**Information provided**
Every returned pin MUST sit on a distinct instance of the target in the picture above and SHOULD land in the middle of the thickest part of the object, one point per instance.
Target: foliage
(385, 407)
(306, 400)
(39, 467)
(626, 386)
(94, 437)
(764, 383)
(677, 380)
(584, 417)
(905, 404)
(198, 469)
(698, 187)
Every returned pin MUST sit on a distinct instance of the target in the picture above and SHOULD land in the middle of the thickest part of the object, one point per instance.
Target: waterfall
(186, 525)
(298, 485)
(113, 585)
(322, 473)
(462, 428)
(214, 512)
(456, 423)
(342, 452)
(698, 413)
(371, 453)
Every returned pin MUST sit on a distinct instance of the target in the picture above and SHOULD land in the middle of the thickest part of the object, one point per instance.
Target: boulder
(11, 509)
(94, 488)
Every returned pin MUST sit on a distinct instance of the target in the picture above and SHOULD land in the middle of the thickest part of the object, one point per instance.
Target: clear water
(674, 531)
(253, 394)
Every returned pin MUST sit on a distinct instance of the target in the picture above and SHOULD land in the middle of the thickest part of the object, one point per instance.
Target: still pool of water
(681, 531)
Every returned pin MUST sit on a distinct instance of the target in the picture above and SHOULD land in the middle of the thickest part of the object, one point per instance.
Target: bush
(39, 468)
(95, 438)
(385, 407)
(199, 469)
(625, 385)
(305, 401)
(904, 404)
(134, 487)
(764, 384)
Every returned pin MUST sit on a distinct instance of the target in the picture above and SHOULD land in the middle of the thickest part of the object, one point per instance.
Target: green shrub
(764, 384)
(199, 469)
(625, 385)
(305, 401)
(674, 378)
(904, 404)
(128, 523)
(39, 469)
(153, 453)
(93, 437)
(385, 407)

**Task to complete**
Arrange all of the items above as a two-column CSV with the header text,answer and one row per item. Put each item's text and its answer in a single quoted field, with line breaks replaced by spaces.

**Expected answer**
text,answer
"Every returned pin MUST sit on a distinct instance of the target in the picture above and SHOULD land in the middle of the thickest part of the object, one point per instance. Target: foliage","(385, 407) (306, 400) (39, 467) (626, 386) (94, 437) (764, 383) (677, 380) (584, 417) (905, 404) (198, 469) (698, 187)"
"Every returned pin MUST sit on a distinct instance of the target in the picture above and SHOULD land in the middle of the thickest part of the object, one point per instance. Target: waterfall","(186, 525) (298, 485) (113, 585) (322, 473) (462, 428) (214, 512) (456, 423) (342, 452) (698, 413) (371, 453)"
"Every returned pin MUST sit on a distinct instance of the target in the picture above and SHOULD land in the middle of the thickest part of the object, one point per instance. Target: boulder","(11, 509) (94, 488)"
"Every returned pin MUST sit on a distinct instance of the target in the picture above and SHOULD land in the middle of the thickest part of the object, one point per instance. Target: clear water","(674, 531) (253, 394)"
"Every returned pin MUST sit on a distinct instance of the target in the picture above and SHOULD land in the middle of the thickest part of the object, one point per instance. Target: still pool of water","(681, 531)"
"Every returned pin MUST sit on a distinct instance of the target in the picture above and SHOULD land in the middle of the thickest part of the object, one point per instance. Target: bush","(39, 468) (95, 438) (385, 407) (199, 469) (625, 385) (305, 401) (904, 404) (134, 487) (764, 384)"
"Every returned pin MUST sit on a distinct instance of the target in the picture above and SHOULD land in the middle of the thickest part of the object, one point per instance. Target: green shrub","(764, 384) (199, 469) (625, 385) (305, 401) (674, 378) (904, 404) (128, 523) (39, 469) (153, 453) (93, 437) (385, 407)"